_EXERCISE DIRECTIONS_: The reply should hold every entry exactly as written and none of the pictures.

_RAW DATA_:
-=-=-=-=-
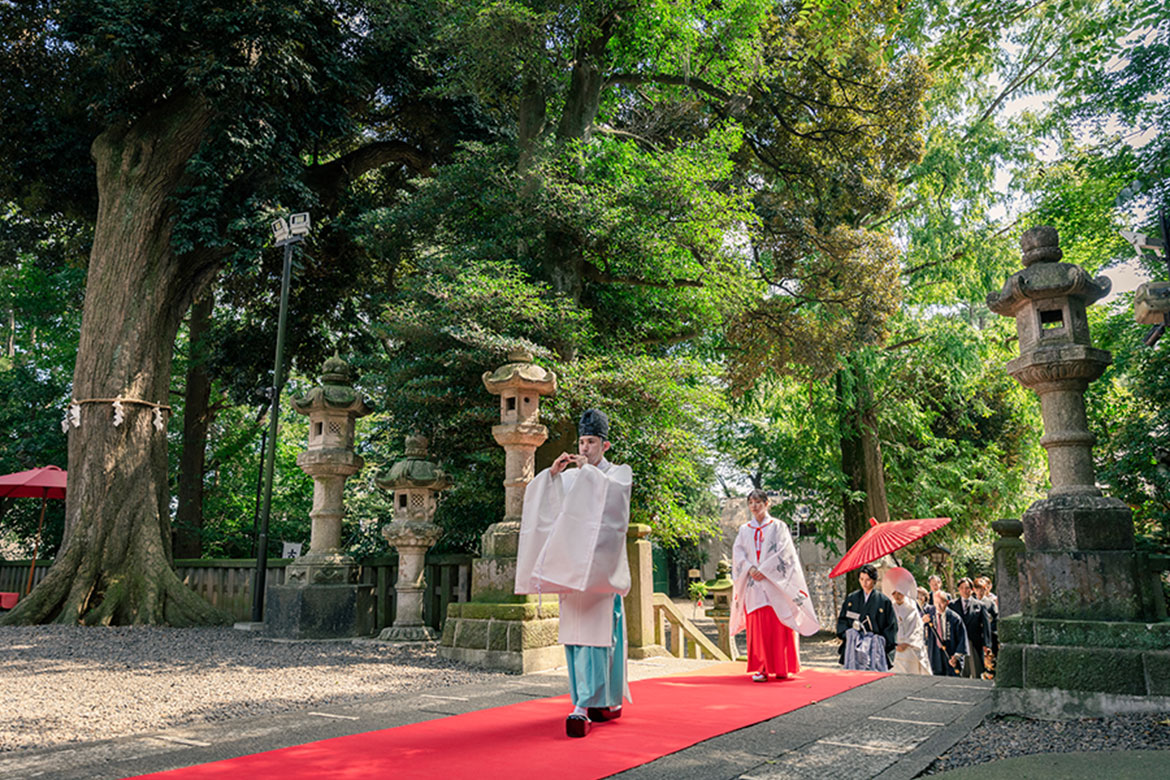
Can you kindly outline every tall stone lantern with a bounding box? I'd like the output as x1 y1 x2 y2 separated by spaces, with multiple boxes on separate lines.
438 347 563 673
474 347 557 599
377 435 451 641
987 226 1170 715
266 354 374 639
-=-=-=-=-
_WRITTEN RESPONSE_:
Can you kindly outline every tall stone lantern with a bounding box? I'd like the output as x1 y1 x2 y2 separated by spaces, with multiple boxes on separate lines.
438 347 563 673
474 347 557 599
377 435 451 641
987 226 1170 715
266 354 374 639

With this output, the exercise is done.